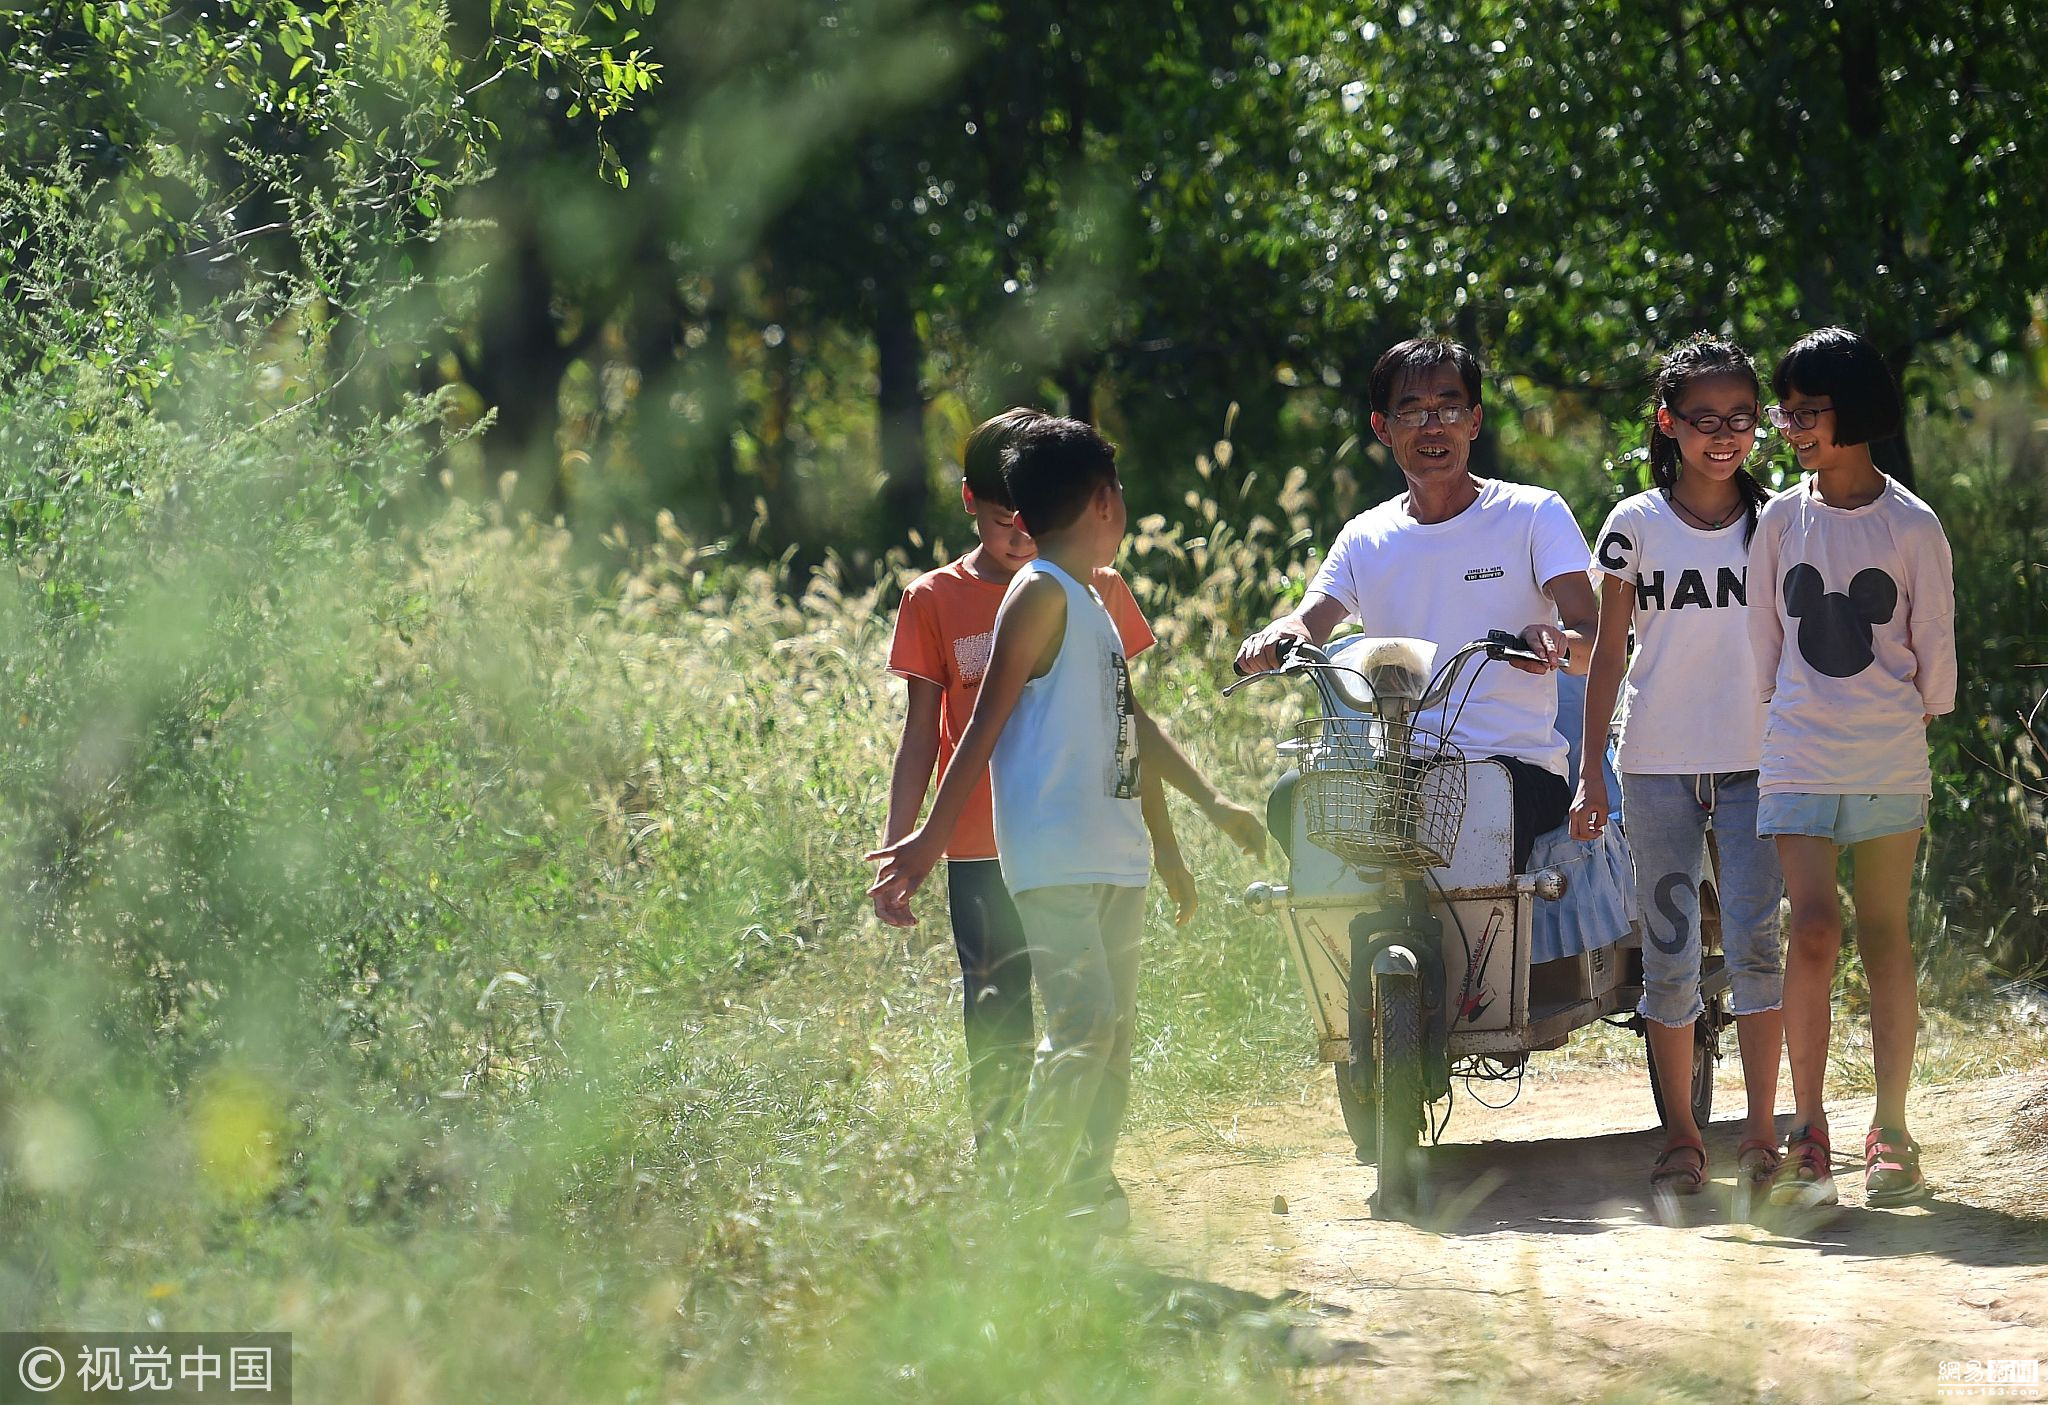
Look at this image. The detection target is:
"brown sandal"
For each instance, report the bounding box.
[1736,1136,1784,1187]
[1651,1134,1708,1196]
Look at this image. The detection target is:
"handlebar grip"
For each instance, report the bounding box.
[1484,628,1547,665]
[1232,632,1303,677]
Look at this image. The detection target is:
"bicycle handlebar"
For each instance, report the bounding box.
[1225,630,1553,719]
[1229,632,1303,678]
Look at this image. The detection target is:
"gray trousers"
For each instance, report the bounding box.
[1621,770,1786,1026]
[1011,882,1146,1190]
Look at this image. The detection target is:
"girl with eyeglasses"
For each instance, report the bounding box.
[1748,327,1955,1213]
[1570,335,1786,1216]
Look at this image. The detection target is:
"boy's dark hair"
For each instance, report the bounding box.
[962,406,1046,506]
[1771,327,1903,446]
[1647,334,1771,542]
[1369,337,1484,415]
[1000,416,1118,536]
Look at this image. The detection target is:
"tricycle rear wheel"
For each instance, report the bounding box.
[1645,997,1721,1131]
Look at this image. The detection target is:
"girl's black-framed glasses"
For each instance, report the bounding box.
[1765,404,1836,432]
[1669,409,1760,436]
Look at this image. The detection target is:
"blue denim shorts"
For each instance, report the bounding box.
[1756,792,1928,846]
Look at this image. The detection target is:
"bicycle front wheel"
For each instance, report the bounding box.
[1373,968,1427,1216]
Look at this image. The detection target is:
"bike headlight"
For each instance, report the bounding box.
[1241,881,1289,916]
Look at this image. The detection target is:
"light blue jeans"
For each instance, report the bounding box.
[1621,771,1786,1027]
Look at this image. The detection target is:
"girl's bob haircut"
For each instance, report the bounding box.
[1771,327,1904,447]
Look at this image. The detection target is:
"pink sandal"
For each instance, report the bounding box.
[1864,1126,1927,1206]
[1768,1123,1838,1209]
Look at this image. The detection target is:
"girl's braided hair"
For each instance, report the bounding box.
[1647,334,1771,542]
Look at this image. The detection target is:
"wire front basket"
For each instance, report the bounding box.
[1294,716,1466,871]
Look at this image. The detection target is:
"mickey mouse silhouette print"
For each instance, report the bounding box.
[1782,563,1898,678]
[1746,474,1956,798]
--*--
WORK INSTRUCTION:
The full listing above, duplicated exactly and without its pictures, is the answer.

SOLUTION FOR THIS PROBLEM:
Look at this image. The detection target is:
"brown sandal"
For each instance, report the bounding box.
[1736,1136,1784,1187]
[1651,1134,1708,1196]
Look at this image. The detection target is:
"handlebar grip"
For each instance, report the bounding box.
[1484,628,1547,665]
[1232,632,1303,677]
Look at this image. The detection target is:
"bicycle handlebar"
For each instance, report the bounding box.
[1225,630,1553,719]
[1229,632,1303,678]
Look at this image. The detection target is:
"gray trousers"
For each instance, report the bounding box.
[1621,770,1786,1026]
[1011,882,1146,1190]
Look at this image. The detection target is:
"girl with eyeglasses"
For each instance, report the bounding box.
[1748,327,1955,1213]
[1570,335,1786,1216]
Look at this image. The detection target is:
"boy's dark hair"
For each instance, report the bounding box.
[962,406,1046,506]
[1771,327,1903,446]
[1647,334,1771,542]
[1369,337,1484,415]
[1000,416,1118,536]
Look at this image. The detection target is:
"tricycle rear wheel"
For each instance, report the bounding box.
[1645,997,1721,1131]
Look at this image. The detection target is:
"girl's black-framed glasses"
For each instance, report the bounding box.
[1765,404,1836,432]
[1669,409,1760,436]
Look at this image. The detection target is:
"blue denim shorts"
For each instance, report the bounding box.
[1756,792,1928,846]
Look at this image. The detection target is:
"bicycle front wheel"
For each instance, report the bounding box.
[1373,968,1427,1216]
Look at this image. The detection target is:
"bike headlight"
For each instance, report the bounding box.
[1241,881,1289,916]
Look at this image. The detection target is:
"light blue jeans"
For each instance, report the bounding box.
[1621,771,1786,1027]
Look at this image. The detection target is:
"girl's bob haircut"
For each instance, report the bounding box.
[1771,327,1904,447]
Look at this image. The detection target is:
"pink sandal"
For each instance, report the bounding box.
[1864,1126,1927,1206]
[1768,1123,1838,1209]
Look at this image. The detection target is:
"girl's braided hair"
For each instance, report the bounding box.
[1647,334,1771,542]
Look at this image. The detection target is:
"wire front basket"
For each instance, report the bounding box.
[1294,716,1466,871]
Look at this image. The detection target is:
"mickey mouse silhouette print"
For each instance, report the bounding box.
[1782,563,1898,678]
[1746,474,1956,798]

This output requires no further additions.